# TEXTE
....................

Jérémie Lippmann met en scène les déchainements de cette famille dans un salon cossu surplombé d’un nuage de plumes. La scénographie d’Alissia Blanchard et les élégants costumes de Laurent Mercier illustrent la bourgeoisie des protagonistes. La chevelure raide blonde platine, vêtue d’un corset bustier et jupe en tulle, la gracile Victoria Abril personnifie une poupée. Elle incarne une Carla séductrice déterminée à se confier à son époux François, incarné par l’impétueux Lionnel Astier. Uni depuis trois décennies pour le meilleur, il décèle désormais le pire et remet en cause, point par point, toute cette union. Il bat, aussi, le fer avec Axel Huet qui campe son homologue de la nouvelle génération, compréhensif et tolérant. La succession de débats houleux provoque les rires, certains restent retenus par la délicatesse du sujet abordé. Selon sa sensibilité, un spectateur voit un épilogue pessimiste quand un autre y perçoit l’évocation d’une pièce de Guitry.

Drôle de genre est une comédie actuelle singulière.

Drôle de genre au théâtre de la Renaissance (10e).
Depuis le 25 janvier 2022.
Du mardi au samedi à 21h.

Deux mensonges et une vérité : un jeu furieusement drôle

© E.C.

Cap ou pas cap de surprendre, encore, son mari ? Catherine relève le défi dans Deux mensonges et une vérité au théâtre Rive Gauche. Philippe et elle fêtent leur vingt-sept ans de mariage en tête-à-tête. Galvanisé par cette célébration, il lui fait l’éloge de leur couple si fusionnel et chanceux de ne plus pouvoir se surprendre après tant d’années communes. Elle réfute catégoriquement cette théorie. Pour lui prouver qu’il a raison, Philippe lui propose un jeu. Chacun doit énoncer trois anecdotes contenant deux mensonges et une vérité. Catherine trouve immédiatement la proposition exacte. Philippe plonge dans une incertitude totale. Assisté d’Edouard, son meilleur ami et associé, il s’élance dans un jeu de piste, frôlant l’enquête policière. Les deux compères récoltent vite des indices, fruits de leur imagination débordante et du, non moins expansif, esprit taquin de la partie adverse. Cette accumulation de suppositions embrouille le duo d’avocats dans sa quête d’une preuve formelle. Leurs rencontres avec deux inconnus, pourtant proches de Catherine, n’arrangent pas leurs affaires.

....................

# EXPLORER LE SUPPORT
a) Selon le texte, pourquoi certains rires restent-ils retenus pendant les débats houleux de Drôle de genre ? Répondez en une à trois phrases.
b) Restituez, s'il vous plaît, le passage du texte en commençant à « Drôle de genre est » et en terminant à « samedi à 21h. ».
Les lignes qui suivent ne jouent aucun rôle ici.

Extraits de données:
....................

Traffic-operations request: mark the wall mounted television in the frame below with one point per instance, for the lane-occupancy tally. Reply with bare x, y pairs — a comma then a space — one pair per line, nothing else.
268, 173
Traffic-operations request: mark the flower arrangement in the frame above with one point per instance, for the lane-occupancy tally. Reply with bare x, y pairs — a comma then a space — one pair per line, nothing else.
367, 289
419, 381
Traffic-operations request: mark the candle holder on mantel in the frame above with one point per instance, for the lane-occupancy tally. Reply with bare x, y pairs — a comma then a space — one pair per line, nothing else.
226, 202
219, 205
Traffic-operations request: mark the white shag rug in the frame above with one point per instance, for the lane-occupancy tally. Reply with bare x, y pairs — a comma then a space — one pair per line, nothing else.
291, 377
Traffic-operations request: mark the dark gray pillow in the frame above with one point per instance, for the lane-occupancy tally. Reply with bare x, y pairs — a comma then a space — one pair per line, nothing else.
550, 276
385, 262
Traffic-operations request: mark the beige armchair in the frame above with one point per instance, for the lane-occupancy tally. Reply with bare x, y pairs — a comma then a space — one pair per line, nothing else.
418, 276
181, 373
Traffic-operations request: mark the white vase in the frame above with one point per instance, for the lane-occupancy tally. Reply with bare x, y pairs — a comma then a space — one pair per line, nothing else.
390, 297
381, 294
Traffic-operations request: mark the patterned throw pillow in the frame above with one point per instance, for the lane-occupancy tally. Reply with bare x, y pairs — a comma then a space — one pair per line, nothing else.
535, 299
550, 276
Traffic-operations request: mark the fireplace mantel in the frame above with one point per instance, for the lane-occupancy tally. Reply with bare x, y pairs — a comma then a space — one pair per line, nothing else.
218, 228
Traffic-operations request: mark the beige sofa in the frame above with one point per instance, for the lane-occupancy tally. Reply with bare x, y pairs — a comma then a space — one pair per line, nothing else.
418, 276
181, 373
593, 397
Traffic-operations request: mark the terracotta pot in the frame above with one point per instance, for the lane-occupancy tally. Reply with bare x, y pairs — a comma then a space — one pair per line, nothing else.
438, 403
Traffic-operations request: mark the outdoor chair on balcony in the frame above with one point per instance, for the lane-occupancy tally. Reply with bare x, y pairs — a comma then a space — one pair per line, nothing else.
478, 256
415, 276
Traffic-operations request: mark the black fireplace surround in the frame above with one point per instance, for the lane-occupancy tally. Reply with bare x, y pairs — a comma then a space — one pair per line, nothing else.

....................

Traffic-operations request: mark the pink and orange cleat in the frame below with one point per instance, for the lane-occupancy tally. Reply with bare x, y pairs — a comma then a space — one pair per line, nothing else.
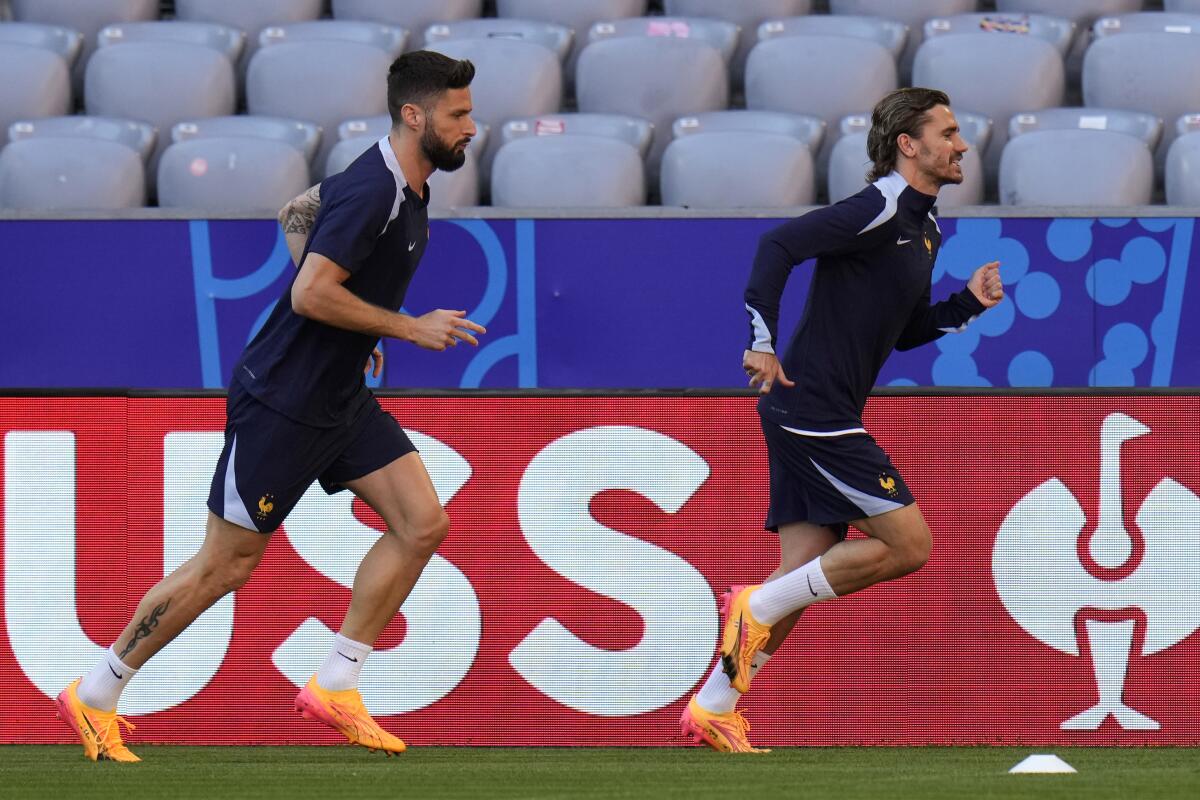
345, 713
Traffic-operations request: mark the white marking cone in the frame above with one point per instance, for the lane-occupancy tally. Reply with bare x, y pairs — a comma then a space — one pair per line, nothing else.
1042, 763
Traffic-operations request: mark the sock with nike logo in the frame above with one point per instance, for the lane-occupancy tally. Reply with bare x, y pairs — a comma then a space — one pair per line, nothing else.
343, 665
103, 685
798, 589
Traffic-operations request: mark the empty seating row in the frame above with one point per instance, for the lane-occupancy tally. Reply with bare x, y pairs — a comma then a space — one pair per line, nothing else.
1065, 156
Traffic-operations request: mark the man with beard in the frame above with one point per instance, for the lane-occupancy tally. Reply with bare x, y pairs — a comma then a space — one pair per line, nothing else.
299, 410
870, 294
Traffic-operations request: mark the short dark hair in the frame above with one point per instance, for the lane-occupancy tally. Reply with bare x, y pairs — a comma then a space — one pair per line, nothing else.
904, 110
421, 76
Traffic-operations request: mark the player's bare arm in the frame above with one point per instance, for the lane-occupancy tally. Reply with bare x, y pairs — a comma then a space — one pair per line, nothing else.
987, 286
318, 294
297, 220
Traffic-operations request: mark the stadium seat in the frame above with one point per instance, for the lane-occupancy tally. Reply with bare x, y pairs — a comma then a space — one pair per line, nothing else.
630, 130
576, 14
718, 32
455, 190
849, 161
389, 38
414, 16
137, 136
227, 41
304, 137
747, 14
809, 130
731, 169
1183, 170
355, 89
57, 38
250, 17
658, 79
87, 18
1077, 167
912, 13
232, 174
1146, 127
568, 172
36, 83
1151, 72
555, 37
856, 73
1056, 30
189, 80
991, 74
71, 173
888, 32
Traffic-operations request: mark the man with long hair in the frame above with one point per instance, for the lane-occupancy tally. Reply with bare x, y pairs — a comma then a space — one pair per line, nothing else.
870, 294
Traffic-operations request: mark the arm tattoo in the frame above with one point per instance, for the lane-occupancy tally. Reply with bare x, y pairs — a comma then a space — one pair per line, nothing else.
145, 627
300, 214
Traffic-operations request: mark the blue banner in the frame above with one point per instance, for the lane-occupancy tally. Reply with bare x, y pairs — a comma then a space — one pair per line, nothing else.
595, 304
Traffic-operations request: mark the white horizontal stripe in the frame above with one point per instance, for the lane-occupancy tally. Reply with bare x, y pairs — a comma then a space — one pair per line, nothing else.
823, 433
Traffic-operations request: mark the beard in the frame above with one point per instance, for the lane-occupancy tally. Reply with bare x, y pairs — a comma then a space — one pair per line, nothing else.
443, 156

....................

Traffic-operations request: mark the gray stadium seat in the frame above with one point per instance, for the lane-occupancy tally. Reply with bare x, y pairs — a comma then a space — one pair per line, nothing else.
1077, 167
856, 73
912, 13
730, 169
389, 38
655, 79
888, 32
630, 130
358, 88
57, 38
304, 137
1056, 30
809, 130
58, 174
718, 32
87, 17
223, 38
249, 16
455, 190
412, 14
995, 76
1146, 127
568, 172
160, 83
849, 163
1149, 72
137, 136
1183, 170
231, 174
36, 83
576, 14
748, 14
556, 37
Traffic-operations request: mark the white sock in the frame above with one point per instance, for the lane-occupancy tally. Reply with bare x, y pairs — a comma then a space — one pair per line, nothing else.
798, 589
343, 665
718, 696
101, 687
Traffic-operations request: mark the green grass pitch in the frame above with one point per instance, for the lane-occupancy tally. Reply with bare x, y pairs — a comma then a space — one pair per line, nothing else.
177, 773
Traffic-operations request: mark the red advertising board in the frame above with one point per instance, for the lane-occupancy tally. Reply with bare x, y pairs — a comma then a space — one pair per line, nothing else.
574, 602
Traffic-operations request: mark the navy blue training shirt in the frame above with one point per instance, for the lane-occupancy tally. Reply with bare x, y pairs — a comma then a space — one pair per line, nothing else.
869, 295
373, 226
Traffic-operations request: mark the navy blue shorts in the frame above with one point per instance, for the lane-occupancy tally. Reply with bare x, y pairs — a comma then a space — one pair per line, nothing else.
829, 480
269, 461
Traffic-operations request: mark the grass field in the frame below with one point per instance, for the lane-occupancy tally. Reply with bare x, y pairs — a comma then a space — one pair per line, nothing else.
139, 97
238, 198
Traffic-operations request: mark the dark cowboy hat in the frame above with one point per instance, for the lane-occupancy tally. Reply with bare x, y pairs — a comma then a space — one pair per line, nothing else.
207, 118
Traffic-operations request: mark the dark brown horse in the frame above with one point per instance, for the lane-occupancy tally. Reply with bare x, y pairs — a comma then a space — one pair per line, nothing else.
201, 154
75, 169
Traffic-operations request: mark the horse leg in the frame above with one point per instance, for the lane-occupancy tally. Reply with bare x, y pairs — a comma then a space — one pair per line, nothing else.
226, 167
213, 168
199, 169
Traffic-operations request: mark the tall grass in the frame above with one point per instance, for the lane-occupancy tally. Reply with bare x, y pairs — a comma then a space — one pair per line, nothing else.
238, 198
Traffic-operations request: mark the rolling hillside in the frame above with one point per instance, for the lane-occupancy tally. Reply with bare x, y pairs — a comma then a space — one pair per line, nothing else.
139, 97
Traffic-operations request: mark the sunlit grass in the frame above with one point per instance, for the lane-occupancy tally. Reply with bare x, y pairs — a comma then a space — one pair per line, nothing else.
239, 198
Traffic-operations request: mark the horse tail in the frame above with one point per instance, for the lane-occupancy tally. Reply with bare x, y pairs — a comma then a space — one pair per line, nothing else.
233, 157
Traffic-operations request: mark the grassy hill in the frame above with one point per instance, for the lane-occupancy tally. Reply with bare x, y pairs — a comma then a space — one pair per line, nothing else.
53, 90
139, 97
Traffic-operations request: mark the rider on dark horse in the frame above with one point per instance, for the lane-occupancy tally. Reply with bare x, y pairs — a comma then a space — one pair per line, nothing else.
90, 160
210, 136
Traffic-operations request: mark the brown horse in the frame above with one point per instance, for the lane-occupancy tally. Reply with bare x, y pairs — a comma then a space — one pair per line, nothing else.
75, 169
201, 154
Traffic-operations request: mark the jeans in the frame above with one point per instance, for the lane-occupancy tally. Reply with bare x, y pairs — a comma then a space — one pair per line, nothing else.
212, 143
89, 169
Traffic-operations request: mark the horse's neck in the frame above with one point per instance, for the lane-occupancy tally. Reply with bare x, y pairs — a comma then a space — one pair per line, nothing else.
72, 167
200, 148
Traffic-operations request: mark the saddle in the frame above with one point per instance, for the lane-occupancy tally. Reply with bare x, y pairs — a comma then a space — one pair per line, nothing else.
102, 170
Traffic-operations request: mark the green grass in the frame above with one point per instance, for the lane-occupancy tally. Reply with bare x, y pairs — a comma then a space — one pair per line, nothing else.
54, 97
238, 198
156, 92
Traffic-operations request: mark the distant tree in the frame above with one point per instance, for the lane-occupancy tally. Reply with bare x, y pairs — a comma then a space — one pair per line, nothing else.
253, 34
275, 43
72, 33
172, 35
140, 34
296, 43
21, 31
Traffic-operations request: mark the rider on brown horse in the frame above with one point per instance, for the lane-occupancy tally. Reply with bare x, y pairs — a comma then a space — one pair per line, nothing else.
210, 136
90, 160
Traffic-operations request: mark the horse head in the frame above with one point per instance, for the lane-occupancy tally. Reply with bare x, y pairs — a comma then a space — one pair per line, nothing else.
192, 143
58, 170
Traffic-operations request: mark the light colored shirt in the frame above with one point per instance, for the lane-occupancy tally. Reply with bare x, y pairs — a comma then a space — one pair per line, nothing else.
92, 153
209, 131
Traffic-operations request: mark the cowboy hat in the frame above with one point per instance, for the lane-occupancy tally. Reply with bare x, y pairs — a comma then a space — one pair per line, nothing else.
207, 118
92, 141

....................

# EXERCICE CORRIGÉ
a) Les débats houleux de la pièce provoquent les rires, mais certains restent retenus à cause de la délicatesse du sujet abordé.

b)
Drôle de genre est une comédie actuelle singulière.

Drôle de genre au théâtre de la Renaissance (10e).
Depuis le 25 janvier 2022.
Du mardi au samedi à 21h.